TASK DESCRIPTION
Take the data below and copy exactly the lines starting at the one with "x=278, y=432" and finishing at the one with "x=445, y=51", both included.

━━━━━ RECORDED DATA

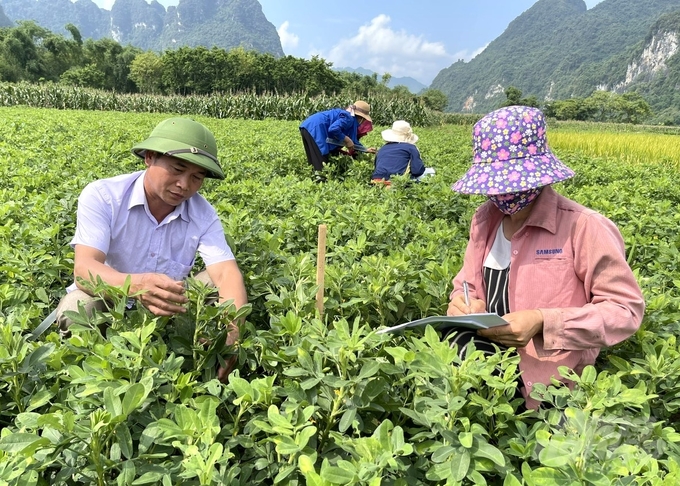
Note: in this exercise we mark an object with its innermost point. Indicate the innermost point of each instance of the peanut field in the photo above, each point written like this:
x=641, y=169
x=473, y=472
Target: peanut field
x=321, y=400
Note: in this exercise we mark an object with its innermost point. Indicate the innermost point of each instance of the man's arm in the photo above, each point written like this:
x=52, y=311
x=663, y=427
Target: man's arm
x=160, y=294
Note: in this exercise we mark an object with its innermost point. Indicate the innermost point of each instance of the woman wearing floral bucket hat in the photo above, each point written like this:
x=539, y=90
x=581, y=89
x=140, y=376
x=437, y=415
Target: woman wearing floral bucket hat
x=555, y=270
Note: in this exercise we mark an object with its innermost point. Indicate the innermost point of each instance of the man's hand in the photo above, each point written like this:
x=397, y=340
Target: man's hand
x=457, y=306
x=162, y=295
x=523, y=325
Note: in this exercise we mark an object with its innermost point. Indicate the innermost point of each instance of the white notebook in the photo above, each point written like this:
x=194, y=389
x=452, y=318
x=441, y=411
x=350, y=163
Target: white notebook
x=469, y=321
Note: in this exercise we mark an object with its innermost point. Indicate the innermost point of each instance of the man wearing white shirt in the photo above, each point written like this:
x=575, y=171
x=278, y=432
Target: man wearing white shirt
x=149, y=226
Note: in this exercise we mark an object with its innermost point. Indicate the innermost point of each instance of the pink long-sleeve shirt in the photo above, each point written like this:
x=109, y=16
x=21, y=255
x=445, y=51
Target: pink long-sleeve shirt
x=569, y=262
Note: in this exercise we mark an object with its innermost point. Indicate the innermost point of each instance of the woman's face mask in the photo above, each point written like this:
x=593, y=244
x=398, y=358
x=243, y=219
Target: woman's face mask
x=515, y=201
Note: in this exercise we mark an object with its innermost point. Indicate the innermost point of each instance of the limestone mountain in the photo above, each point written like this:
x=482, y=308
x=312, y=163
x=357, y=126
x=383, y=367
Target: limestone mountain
x=557, y=49
x=148, y=25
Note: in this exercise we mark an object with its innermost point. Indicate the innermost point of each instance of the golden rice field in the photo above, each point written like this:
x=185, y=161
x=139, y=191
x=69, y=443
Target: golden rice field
x=627, y=146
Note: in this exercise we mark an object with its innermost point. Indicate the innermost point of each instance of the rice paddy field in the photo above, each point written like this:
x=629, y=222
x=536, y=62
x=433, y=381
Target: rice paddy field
x=321, y=399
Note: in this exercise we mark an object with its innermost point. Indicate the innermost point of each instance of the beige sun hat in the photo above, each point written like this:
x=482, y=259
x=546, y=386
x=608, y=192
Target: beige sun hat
x=400, y=132
x=362, y=109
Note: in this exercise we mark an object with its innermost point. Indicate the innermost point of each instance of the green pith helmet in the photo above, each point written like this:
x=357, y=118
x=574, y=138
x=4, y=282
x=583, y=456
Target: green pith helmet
x=185, y=139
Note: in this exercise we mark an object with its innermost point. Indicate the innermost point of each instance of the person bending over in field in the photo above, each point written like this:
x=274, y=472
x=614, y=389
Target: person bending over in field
x=149, y=225
x=399, y=155
x=555, y=270
x=325, y=131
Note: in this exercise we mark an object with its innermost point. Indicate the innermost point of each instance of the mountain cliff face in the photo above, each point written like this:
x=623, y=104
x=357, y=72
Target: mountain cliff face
x=653, y=69
x=220, y=23
x=555, y=50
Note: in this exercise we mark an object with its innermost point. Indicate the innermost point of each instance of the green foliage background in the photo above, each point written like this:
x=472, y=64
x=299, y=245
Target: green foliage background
x=315, y=401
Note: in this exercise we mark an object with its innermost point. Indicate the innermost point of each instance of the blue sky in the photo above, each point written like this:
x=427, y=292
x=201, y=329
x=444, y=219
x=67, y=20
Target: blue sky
x=416, y=38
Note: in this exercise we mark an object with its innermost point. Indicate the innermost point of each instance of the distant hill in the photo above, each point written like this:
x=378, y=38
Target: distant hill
x=413, y=85
x=220, y=23
x=559, y=49
x=4, y=19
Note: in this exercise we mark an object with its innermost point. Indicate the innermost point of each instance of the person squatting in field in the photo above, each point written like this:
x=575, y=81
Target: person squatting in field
x=149, y=225
x=337, y=124
x=363, y=129
x=554, y=269
x=399, y=155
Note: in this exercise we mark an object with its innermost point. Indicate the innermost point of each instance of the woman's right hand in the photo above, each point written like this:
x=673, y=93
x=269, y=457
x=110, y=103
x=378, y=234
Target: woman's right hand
x=457, y=306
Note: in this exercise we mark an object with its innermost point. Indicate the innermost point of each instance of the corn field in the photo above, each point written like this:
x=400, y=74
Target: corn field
x=249, y=106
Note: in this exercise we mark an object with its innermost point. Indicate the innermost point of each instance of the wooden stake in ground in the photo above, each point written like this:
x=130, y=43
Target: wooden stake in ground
x=320, y=267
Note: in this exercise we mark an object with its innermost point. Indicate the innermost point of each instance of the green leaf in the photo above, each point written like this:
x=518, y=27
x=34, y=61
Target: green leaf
x=546, y=476
x=337, y=475
x=112, y=403
x=347, y=419
x=465, y=439
x=460, y=464
x=442, y=454
x=511, y=480
x=486, y=450
x=134, y=396
x=286, y=445
x=22, y=441
x=124, y=440
x=589, y=375
x=284, y=472
x=276, y=419
x=127, y=473
x=149, y=477
x=369, y=369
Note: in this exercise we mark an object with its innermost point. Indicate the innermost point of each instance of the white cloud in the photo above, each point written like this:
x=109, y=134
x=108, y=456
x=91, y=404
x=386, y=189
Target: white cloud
x=379, y=48
x=288, y=39
x=466, y=55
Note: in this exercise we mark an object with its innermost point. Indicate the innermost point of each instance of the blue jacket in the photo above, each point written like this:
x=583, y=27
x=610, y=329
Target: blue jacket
x=335, y=123
x=393, y=158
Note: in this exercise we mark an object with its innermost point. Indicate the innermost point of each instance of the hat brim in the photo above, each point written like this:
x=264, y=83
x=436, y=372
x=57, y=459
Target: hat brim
x=496, y=177
x=390, y=135
x=362, y=114
x=163, y=145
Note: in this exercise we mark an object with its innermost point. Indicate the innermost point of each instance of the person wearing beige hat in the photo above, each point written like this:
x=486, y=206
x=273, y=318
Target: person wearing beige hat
x=322, y=131
x=399, y=155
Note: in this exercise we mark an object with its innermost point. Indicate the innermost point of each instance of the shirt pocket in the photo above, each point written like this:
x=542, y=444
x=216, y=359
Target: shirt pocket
x=549, y=282
x=176, y=270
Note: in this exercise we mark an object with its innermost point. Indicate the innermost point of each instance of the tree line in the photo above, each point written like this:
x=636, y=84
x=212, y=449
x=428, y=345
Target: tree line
x=600, y=106
x=30, y=53
x=34, y=54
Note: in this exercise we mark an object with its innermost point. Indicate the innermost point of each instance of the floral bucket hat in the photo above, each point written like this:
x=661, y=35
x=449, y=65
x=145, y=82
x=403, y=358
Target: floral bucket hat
x=511, y=154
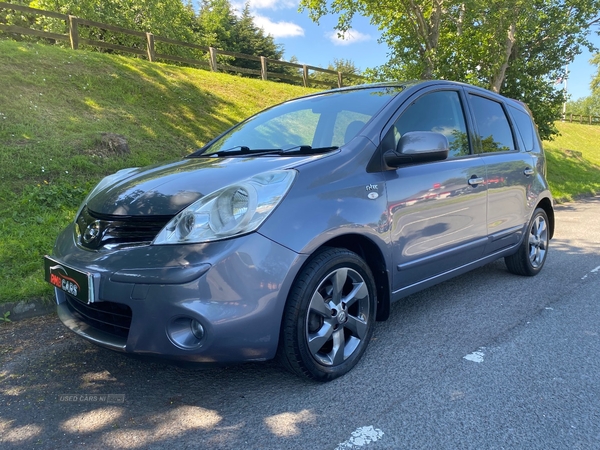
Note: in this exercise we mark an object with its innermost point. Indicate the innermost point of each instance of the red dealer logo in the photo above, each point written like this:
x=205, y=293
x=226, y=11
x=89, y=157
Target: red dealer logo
x=62, y=281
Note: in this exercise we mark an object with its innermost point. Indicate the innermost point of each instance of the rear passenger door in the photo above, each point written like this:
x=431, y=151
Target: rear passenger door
x=508, y=171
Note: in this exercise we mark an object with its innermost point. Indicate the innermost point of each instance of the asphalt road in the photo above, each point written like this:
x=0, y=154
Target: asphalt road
x=487, y=360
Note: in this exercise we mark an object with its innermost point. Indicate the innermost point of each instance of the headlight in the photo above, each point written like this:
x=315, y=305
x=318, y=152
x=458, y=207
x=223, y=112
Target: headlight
x=236, y=209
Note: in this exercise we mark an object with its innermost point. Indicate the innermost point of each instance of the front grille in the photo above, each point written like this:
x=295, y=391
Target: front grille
x=95, y=231
x=112, y=318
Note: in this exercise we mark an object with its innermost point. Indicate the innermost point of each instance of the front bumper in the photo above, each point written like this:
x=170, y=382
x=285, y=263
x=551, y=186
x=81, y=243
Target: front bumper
x=236, y=289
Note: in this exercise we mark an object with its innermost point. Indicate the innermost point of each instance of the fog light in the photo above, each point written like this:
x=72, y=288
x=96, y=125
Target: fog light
x=197, y=329
x=186, y=332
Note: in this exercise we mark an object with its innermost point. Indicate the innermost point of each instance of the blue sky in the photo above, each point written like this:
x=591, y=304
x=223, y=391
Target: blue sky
x=319, y=45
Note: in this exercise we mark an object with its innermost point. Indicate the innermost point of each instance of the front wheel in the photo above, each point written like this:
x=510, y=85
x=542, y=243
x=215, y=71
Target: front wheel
x=531, y=256
x=329, y=316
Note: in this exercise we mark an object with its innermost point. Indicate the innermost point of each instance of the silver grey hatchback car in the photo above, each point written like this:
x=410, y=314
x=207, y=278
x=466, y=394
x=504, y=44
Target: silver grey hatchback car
x=291, y=233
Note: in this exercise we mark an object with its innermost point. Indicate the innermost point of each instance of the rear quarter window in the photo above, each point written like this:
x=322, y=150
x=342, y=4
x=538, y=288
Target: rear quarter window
x=524, y=126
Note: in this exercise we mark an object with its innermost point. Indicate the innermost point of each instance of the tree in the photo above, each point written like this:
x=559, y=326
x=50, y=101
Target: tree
x=516, y=47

━━━━━━━━━━

FINISHED EXERCISE
x=278, y=432
Target: man wearing white shirt
x=149, y=226
Note: in this exercise we mark an object with its innermost point. Indicate the innermost point of each instance of the pink long-sleeve shirt in the photo above, each point written like this:
x=109, y=16
x=21, y=255
x=445, y=51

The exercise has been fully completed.